Unconstrained Minima and Small Gradients

1. Introduction

Differentiability plays a big role in finding (unconstrained) local minima or maxima of functions in practice. Indeed, let $f: E \to\, \mathbb{R}$ be a differentiable real-valued function defined on the Euclidean domain $E$ (if this sounds too vague, feel free to assume $E =\,\mathbb{R}^n$ with the usual scalar product). If $x \in E$ is a local minimum of $f$, Fermat’s theorem guarantees that $\nabla f(x) = 0$. This post is concerned with the following generalization of Fermat’s theorem:
Question 1 (Existence of small gradients).

If $f: E \to\, \mathbb{R}^n$ is (Gâteaux) differentiable, lower semicontinuous and lower bounded, can we conclude that it has points in which it is “arbitrarily flat”?

Direction 1
Answer these from the post on unconstrained minima:
(a) What does Fermat’s theorem guarantee at a local minimum x of f?
(b) What may the reader assume E to be if the Euclidean domain sounds too vague?
(c) Which three properties of f does Question 1 assume?
Direction 2
Rewrite the post on unconstrained minima from "1. Introduction" up to and including "of small gradients).", replacing "local minimum" with "local minimizer".
Direction 3
Summarize the post on unconstrained minima in two sentences.
The data after this point are separate from the post on unconstrained minima.

Given information

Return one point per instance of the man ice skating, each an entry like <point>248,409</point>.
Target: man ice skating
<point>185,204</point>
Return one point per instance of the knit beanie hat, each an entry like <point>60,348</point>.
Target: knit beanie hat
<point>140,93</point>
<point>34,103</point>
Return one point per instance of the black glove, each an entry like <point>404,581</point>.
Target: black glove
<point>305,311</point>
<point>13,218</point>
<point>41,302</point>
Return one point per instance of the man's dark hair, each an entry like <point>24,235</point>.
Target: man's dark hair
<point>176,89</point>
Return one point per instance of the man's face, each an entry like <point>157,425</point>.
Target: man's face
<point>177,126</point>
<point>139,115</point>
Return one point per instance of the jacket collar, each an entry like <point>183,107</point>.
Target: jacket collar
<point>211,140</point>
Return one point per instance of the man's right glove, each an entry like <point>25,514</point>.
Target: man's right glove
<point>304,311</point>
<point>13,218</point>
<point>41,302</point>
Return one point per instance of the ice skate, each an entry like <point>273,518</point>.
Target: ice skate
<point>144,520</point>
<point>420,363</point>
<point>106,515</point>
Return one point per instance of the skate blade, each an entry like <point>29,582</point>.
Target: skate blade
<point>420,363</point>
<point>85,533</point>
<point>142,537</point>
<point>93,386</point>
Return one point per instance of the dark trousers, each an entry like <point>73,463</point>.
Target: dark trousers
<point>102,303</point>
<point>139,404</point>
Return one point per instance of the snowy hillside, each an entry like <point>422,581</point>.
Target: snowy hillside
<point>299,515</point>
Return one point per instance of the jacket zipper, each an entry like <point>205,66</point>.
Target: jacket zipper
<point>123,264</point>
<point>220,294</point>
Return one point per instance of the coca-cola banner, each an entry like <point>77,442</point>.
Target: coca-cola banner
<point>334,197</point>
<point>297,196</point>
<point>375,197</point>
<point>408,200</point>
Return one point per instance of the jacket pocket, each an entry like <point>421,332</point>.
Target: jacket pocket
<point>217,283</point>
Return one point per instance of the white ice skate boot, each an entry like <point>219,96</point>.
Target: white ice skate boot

Expected answer 1
(a) That ∇f(x) = 0.
(b) ℝⁿ with the usual scalar product.
(c) That f is (Gâteaux) differentiable, lower semicontinuous and lower bounded.

Expected answer 2
1. Introduction

Differentiability plays a big role in finding (unconstrained) local minima or maxima of functions in practice. Indeed, let $f: E \to\, \mathbb{R}$ be a differentiable real-valued function defined on the Euclidean domain $E$ (if this sounds too vague, feel free to assume $E =\,\mathbb{R}^n$ with the usual scalar product). If $x \in E$ is a local minimizer of $f$, Fermat’s theorem guarantees that $\nabla f(x) = 0$. This post is concerned with the following generalization of Fermat’s theorem:
Question 1 (Existence of small gradients).

Expected answer 3
Differentiability plays a big role in finding unconstrained local minima or maxima of functions in practice, and Fermat’s theorem guarantees that the gradient of a differentiable function is zero at a local minimum. The post takes up a generalization of that theorem: whether a differentiable, lower semicontinuous and lower bounded function must have points where it is arbitrarily flat.